**Stated problem 1**
In the brief on refusing mediation, write out everything from "The case of" down to "to try mediation?", switching each "mediation" to "ADR".

**Source**
|---|

Litigation Brief – can you reasonably refuse to mediate?

July 9, 2024

By: Sam Driver

Ai Law Legal Services
Introduction

Governing the Civil Procedure Rules is one overriding objective, expressed succinctly in CPR 1.1(1): “enabling the court to deal with cases justly and at proportionate cost.”

In furthering the overriding objective, the Civil Procedure Rules place great emphasis on Alternative Dispute Resolution (‘ADR’). There is even a duty on legal advisors to advise their clients of the need to try to settle. The words “see you in court” may lend some drama to the actions of TV lawyers and their clients, but in practice this approach is likely to lead to heavy cost sanctions against any party deemed to have refused ADR ‘unreasonably’.

Cost Sanctions

If the court decides that refusing mediation was unreasonable, it can penalise you when costs are assessed regardless of whether or not you won. This follows the overriding objective of maintaining proportionate cost: it ensures that one side does not lose out financially because of the stubborn insistence of the other side on going to court. Any costs penalty is likely to try to reflect the loss an unreasonable party has caused to the other side by insisting on a court hearing rather than ADR; this could be a considerable amount.

On the other hand, if the court finds refusing to mediate was reasonable, you will not be penalised in the assessment of costs.

This begs the question: when is it reasonable to refuse?

Reasonableness: The Test

The case of Halsey v Milton Keynes NHS Trust[1] lays out a list of factors that guide judges on when refusal to mediate is reasonable. These include:

  • The merits of the case
  • The nature of the dispute
  • Delays – would accepting the offer to mediate have caused unreasonable delays?
  • The prospect that mediation will succeed
  • Judicial encouragement – has a judge told the parties to try mediation?

In the judgment in Halsey, Dyson LJ stated that “in many cases no single factor will be decisive“, and that the factors are not “an exhaustive check-list”. Judges make the decision on whether refusal was reasonable “having regard to all the circumstances of the particular case”. So a good case of reasonable refusal might engage one factor strongly, or engage a number of factors less strongly. Even a case that engages all the factors weakly, though, might still be a case of unreasonable refusal. The court may believe that other factors not even mentioned in Halsey are relevant. This makes it difficult for a layperson to judge when it is reasonable to refuse.

Key Factors to Consider

Setting aside the complexities, you first need to assess your position using the Halsey factors. If you are accused of disreputable behaviour, you should carefully consider these three factors in particular:

  • The nature of the dispute – This factors covers situations where;
    • The parties want to determine points of law, or the meaning of an important document (e.g. a contract that continues to govern their commercial relationship).

|---|

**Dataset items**
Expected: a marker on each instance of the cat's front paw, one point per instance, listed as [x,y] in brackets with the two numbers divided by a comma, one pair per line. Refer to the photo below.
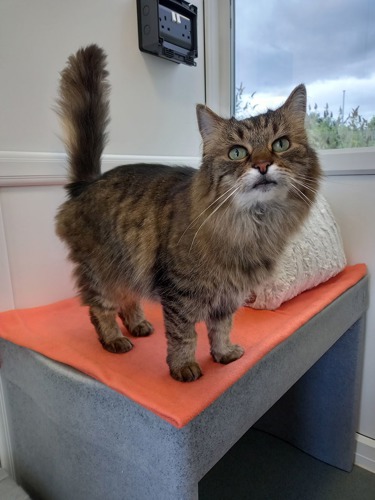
[187,373]
[234,352]
[143,329]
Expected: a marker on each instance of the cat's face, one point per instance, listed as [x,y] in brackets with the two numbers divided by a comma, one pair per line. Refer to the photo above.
[260,159]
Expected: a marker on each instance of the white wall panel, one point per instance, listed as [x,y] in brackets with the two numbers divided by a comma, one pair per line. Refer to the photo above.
[353,203]
[37,264]
[152,101]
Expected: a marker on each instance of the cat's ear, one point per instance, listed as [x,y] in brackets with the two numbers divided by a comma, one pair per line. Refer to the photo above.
[208,121]
[296,103]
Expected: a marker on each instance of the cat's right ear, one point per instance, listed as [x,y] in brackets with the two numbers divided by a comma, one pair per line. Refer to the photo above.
[208,121]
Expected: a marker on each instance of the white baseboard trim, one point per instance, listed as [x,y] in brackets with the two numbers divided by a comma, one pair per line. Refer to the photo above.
[365,453]
[18,168]
[6,455]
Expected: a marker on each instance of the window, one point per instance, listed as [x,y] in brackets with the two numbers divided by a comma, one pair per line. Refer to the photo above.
[328,45]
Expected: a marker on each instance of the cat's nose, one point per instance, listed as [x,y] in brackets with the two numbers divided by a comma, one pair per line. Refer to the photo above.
[262,166]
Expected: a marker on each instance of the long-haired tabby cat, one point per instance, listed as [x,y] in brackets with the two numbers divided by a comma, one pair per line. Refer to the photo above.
[195,240]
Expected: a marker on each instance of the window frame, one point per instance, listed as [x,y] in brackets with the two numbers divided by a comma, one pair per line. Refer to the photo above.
[219,81]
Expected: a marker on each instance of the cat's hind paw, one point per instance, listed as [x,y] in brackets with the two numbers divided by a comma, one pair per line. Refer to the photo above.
[118,345]
[232,354]
[187,373]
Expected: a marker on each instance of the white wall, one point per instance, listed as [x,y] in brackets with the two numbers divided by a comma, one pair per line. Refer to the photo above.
[152,103]
[353,203]
[152,115]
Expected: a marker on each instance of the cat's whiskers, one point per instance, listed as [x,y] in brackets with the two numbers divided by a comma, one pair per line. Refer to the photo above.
[205,210]
[212,213]
[305,183]
[300,194]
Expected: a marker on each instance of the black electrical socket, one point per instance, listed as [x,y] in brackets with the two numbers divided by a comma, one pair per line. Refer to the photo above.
[168,29]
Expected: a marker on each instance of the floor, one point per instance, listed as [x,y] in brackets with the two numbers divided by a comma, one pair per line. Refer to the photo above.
[261,467]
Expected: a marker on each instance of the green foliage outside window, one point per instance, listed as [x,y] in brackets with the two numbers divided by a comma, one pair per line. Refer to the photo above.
[325,130]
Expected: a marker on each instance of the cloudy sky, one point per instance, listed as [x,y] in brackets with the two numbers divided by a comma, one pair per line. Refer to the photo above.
[327,44]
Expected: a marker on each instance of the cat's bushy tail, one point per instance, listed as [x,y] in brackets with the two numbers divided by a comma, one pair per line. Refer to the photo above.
[83,107]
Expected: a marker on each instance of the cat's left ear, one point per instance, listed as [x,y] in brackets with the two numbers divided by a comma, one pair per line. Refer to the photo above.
[296,103]
[208,121]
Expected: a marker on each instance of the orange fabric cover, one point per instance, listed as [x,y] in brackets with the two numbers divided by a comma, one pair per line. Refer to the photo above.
[62,331]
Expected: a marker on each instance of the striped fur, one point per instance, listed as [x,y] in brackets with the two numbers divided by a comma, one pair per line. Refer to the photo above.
[195,240]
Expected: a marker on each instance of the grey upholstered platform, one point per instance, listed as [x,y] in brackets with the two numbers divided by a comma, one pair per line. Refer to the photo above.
[75,439]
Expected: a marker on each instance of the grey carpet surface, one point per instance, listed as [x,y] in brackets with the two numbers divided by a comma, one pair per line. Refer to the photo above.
[262,467]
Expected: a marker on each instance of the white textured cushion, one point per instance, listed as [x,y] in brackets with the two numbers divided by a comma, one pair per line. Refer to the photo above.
[313,256]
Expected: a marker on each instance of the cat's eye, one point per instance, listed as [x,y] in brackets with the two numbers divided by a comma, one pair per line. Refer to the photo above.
[280,145]
[238,153]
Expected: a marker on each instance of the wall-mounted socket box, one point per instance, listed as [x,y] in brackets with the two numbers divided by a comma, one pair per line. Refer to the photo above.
[168,29]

|---|

**Stated problem 2**
State how many lines of the records contain the string "socket". Give only the number.

**Complete output 1**
The case of Halsey v Milton Keynes NHS Trust[1] lays out a list of factors that guide judges on when refusal to mediate is reasonable. These include:

  • The merits of the case
  • The nature of the dispute
  • Delays – would accepting the offer to mediate have caused unreasonable delays?
  • The prospect that ADR will succeed
  • Judicial encouragement – has a judge told the parties to try ADR?

**Complete output 2**
2